→ INSTRUCTIONS TO FOLLOW
Render only the lines from the one containing "Can you find the white sock?" through the one containing "point(126, 104)", both included, as a JSON list of strings with one string per line. Leave out any blank lines.

Records from a point labeling set
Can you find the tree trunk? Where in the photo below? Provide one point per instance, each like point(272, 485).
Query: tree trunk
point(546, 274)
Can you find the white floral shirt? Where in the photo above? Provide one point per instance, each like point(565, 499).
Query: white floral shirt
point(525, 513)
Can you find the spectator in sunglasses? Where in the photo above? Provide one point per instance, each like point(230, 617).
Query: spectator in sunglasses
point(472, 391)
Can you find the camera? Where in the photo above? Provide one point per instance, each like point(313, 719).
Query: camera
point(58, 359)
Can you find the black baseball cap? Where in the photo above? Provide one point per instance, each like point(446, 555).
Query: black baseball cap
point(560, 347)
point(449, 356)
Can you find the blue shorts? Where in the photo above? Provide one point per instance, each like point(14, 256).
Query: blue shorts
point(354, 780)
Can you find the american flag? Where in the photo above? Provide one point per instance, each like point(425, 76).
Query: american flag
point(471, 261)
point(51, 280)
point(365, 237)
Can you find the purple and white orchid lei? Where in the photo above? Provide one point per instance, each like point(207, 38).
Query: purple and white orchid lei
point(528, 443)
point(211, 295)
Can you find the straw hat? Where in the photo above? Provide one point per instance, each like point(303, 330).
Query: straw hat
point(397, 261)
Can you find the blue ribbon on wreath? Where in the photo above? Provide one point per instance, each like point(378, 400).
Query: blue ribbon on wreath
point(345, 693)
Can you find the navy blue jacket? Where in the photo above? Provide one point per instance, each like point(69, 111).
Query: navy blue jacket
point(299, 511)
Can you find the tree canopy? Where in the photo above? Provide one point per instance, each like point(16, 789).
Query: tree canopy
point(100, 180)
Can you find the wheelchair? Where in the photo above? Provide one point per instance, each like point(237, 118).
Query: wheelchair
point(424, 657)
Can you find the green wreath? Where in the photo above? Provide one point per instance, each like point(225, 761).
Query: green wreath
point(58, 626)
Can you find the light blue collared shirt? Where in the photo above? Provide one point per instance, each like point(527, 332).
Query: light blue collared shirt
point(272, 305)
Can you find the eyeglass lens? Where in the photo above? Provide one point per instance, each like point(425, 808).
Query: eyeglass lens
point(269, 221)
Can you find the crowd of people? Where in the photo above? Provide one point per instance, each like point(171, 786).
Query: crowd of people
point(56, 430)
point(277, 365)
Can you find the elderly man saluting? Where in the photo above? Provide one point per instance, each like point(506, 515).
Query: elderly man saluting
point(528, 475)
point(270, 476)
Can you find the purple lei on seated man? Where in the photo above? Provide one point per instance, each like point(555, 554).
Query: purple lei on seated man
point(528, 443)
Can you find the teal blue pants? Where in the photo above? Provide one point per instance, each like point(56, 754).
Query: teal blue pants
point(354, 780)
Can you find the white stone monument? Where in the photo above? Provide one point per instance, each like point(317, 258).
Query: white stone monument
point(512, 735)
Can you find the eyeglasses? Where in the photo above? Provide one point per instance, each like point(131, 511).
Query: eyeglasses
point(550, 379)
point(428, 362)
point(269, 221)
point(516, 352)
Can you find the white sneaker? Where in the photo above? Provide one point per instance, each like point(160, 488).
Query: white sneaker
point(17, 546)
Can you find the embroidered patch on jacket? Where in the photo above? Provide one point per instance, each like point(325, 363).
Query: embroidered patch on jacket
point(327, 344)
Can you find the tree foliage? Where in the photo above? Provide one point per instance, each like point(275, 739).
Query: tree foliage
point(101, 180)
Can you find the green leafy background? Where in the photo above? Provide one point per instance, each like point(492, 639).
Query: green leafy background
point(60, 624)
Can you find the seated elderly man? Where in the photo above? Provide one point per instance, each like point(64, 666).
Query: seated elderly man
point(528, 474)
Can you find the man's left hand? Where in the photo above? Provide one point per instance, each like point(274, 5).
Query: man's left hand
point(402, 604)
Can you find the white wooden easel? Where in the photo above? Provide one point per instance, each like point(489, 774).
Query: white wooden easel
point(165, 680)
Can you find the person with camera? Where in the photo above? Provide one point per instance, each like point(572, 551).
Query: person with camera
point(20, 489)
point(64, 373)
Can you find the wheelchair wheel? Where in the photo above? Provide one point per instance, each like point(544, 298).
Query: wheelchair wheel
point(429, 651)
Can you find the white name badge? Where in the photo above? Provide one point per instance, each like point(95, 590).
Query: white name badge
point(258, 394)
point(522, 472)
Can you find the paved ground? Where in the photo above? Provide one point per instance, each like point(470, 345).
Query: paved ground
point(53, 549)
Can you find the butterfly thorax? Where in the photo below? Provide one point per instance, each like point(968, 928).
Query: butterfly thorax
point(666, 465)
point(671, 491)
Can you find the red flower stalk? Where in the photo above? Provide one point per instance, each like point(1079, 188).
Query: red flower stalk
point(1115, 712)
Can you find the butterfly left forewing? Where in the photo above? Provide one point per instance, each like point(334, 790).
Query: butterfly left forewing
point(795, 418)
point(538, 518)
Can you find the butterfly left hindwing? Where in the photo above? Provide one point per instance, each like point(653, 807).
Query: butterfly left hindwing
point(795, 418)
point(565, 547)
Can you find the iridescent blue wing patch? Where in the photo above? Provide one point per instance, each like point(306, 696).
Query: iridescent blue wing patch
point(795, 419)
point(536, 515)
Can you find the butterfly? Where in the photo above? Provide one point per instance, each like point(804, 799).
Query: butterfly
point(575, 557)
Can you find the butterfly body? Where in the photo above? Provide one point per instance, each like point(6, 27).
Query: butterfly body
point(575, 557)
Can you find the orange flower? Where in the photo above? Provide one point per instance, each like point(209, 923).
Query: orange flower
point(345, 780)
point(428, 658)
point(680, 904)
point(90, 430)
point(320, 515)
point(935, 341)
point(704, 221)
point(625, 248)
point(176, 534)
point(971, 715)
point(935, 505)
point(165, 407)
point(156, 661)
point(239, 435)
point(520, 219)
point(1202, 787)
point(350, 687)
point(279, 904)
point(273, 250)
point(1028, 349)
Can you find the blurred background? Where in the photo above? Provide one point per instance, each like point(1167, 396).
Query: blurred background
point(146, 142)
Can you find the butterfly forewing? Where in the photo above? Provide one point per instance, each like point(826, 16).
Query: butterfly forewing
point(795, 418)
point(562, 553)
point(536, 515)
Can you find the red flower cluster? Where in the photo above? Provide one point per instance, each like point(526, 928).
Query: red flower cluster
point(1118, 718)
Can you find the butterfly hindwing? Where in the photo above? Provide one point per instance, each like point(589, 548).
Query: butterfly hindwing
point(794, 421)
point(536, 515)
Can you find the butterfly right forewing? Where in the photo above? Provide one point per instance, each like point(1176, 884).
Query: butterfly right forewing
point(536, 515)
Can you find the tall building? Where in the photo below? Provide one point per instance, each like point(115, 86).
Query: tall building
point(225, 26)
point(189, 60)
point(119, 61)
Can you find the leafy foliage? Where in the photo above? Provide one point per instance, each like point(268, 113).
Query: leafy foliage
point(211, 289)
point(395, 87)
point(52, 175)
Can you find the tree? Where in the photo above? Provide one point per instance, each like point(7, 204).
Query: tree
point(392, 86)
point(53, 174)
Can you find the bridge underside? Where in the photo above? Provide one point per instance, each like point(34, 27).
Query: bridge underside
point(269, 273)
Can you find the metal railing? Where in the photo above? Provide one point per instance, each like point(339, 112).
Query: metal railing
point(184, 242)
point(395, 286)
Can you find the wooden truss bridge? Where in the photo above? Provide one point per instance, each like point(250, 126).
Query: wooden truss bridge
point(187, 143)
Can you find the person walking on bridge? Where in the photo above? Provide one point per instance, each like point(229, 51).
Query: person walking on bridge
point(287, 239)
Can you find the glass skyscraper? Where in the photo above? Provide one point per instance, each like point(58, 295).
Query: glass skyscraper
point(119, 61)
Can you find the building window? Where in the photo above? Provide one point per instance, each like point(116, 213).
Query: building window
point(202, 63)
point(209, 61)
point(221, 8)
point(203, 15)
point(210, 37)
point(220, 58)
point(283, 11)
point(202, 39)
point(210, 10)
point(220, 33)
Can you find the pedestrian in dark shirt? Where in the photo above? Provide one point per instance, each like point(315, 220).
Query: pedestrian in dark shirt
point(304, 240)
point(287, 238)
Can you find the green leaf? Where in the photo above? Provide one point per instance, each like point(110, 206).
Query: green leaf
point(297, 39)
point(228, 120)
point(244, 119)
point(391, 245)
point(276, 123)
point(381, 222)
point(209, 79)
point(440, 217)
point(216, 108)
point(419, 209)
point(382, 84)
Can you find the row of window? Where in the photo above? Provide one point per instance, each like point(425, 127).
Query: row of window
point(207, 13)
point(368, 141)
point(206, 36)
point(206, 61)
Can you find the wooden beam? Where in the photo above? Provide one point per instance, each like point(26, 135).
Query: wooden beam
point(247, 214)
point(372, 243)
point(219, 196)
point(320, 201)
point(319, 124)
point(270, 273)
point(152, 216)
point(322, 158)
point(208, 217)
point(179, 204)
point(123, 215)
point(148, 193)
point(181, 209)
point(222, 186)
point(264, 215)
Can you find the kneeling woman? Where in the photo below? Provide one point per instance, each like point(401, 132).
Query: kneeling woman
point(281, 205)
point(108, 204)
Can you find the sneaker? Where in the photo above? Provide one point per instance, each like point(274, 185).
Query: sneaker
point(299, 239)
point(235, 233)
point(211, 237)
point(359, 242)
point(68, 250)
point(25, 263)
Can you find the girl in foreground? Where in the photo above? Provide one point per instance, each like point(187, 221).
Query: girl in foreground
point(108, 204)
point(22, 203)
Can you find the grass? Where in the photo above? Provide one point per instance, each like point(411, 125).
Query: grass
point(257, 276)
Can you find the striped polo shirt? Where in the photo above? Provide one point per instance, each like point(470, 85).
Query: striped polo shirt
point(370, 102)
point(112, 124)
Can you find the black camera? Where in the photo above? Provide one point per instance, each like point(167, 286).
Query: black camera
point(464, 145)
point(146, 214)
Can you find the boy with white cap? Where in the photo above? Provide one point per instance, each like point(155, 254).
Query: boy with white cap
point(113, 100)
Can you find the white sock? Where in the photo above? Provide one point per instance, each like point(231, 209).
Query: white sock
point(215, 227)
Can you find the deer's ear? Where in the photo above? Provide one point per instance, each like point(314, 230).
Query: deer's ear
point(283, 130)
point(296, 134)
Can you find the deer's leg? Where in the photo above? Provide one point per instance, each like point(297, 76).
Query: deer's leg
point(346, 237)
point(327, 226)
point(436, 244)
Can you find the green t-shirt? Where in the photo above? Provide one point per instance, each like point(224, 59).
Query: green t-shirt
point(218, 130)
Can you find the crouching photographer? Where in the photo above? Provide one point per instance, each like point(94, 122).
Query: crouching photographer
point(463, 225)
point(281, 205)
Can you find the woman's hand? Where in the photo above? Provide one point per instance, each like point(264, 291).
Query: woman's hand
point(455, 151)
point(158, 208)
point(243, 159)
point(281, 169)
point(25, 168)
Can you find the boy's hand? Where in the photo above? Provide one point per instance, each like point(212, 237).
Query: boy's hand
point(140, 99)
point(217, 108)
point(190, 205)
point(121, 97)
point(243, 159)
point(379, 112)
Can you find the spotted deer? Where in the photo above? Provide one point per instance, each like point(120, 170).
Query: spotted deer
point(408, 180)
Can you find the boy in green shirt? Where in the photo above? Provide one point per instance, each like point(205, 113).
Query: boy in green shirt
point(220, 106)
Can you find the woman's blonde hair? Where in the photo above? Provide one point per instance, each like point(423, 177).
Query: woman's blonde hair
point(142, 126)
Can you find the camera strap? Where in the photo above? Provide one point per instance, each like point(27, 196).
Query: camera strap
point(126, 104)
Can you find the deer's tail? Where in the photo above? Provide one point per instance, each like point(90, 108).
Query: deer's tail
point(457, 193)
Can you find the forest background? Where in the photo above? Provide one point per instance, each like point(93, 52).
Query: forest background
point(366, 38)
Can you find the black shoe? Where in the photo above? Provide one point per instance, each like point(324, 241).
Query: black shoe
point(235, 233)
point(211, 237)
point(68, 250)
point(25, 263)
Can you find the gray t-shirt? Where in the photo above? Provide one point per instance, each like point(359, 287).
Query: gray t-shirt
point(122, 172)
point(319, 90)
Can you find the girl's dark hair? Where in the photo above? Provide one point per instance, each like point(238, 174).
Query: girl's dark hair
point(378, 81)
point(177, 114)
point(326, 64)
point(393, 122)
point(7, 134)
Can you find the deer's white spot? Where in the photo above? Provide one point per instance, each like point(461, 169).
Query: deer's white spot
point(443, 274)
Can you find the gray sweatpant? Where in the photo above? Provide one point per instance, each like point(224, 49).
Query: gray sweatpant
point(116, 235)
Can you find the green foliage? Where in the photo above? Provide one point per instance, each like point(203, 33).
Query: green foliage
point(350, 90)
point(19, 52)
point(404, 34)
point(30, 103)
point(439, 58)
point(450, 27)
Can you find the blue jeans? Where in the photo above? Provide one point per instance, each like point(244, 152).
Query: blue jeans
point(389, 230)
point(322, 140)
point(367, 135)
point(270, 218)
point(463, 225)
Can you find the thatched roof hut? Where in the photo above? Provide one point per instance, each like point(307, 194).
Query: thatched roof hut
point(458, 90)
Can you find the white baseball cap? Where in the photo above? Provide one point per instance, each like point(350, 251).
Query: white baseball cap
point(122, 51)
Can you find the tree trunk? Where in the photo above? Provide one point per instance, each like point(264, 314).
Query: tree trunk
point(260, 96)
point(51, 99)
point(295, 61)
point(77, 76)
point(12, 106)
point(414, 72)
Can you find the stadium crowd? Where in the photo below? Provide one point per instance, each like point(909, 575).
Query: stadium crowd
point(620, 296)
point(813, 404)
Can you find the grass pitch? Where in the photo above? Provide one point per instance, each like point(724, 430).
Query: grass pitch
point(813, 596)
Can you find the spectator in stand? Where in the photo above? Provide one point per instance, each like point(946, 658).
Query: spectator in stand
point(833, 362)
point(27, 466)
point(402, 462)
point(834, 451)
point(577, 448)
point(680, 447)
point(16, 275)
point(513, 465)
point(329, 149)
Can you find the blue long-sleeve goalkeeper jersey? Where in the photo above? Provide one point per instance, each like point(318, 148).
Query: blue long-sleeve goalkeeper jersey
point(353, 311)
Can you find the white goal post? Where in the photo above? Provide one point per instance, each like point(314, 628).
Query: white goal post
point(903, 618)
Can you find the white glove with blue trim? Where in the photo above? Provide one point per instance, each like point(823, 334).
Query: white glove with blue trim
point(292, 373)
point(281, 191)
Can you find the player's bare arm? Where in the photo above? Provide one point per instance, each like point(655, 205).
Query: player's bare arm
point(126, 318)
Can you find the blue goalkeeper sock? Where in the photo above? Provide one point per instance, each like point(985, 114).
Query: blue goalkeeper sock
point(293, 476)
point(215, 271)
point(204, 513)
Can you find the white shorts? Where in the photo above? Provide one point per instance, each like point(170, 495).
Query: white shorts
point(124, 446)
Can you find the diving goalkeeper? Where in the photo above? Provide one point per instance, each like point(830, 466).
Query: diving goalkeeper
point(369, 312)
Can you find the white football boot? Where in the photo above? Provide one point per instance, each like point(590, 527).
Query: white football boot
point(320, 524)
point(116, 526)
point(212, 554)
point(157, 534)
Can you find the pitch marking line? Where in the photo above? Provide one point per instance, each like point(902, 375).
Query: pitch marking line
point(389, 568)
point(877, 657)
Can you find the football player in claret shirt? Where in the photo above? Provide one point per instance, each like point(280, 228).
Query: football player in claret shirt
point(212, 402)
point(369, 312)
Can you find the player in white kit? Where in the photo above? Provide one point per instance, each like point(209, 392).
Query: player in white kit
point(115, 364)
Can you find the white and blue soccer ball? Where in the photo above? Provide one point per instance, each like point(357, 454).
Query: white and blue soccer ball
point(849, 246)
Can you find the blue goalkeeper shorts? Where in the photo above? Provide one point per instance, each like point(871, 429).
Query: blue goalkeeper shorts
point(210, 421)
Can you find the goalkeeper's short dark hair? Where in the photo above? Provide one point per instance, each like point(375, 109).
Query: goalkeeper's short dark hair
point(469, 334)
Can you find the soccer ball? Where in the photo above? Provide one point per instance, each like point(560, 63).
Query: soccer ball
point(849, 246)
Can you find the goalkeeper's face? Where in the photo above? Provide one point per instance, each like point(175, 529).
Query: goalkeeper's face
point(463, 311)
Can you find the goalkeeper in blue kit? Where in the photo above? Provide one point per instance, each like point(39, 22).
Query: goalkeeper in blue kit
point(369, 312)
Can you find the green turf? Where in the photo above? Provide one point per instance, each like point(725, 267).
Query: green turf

→ ANSWER TO THE PROBLEM
[
  "Can you find the white sock? Where in the photo above? Provide one point per instance, each like point(231, 209).",
  "Query: white sock",
  "point(215, 227)",
  "Can you find the deer's ear? Where in the photo above? Provide one point per instance, each like point(314, 230).",
  "Query: deer's ear",
  "point(283, 130)",
  "point(296, 134)",
  "Can you find the deer's leg? Where in the photo above? Provide one point per instance, each like point(297, 76).",
  "Query: deer's leg",
  "point(346, 237)",
  "point(327, 226)",
  "point(436, 244)",
  "Can you find the green t-shirt? Where in the photo above? Provide one point per instance, each like point(224, 59).",
  "Query: green t-shirt",
  "point(218, 130)",
  "Can you find the crouching photographer? Where in the photo above? Provide one point per instance, each like point(94, 122).",
  "Query: crouching photographer",
  "point(463, 225)",
  "point(281, 205)",
  "Can you find the woman's hand? Where in the photo above? Provide one point per instance, each like point(264, 291).",
  "Query: woman's hand",
  "point(455, 151)",
  "point(158, 208)",
  "point(243, 159)",
  "point(281, 169)",
  "point(25, 168)",
  "Can you find the boy's hand? Where in the photo above? Provide one point per instance, each like point(212, 237).",
  "Query: boy's hand",
  "point(140, 99)",
  "point(217, 108)",
  "point(190, 205)",
  "point(121, 97)",
  "point(243, 159)",
  "point(379, 112)",
  "Can you find the spotted deer? Where in the photo above? Provide one point per instance, each like point(120, 170).",
  "Query: spotted deer",
  "point(408, 180)",
  "Can you find the boy in green shirt? Where in the photo above? Provide one point per instance, each like point(205, 113).",
  "Query: boy in green shirt",
  "point(220, 106)",
  "Can you find the woman's blonde hair? Where in the photo above? Provide one point per instance, each like point(423, 177).",
  "Query: woman's blonde hair",
  "point(142, 126)",
  "Can you find the camera strap? Where in the photo above? Provide one point per instance, each like point(27, 196).",
  "Query: camera strap",
  "point(126, 104)"
]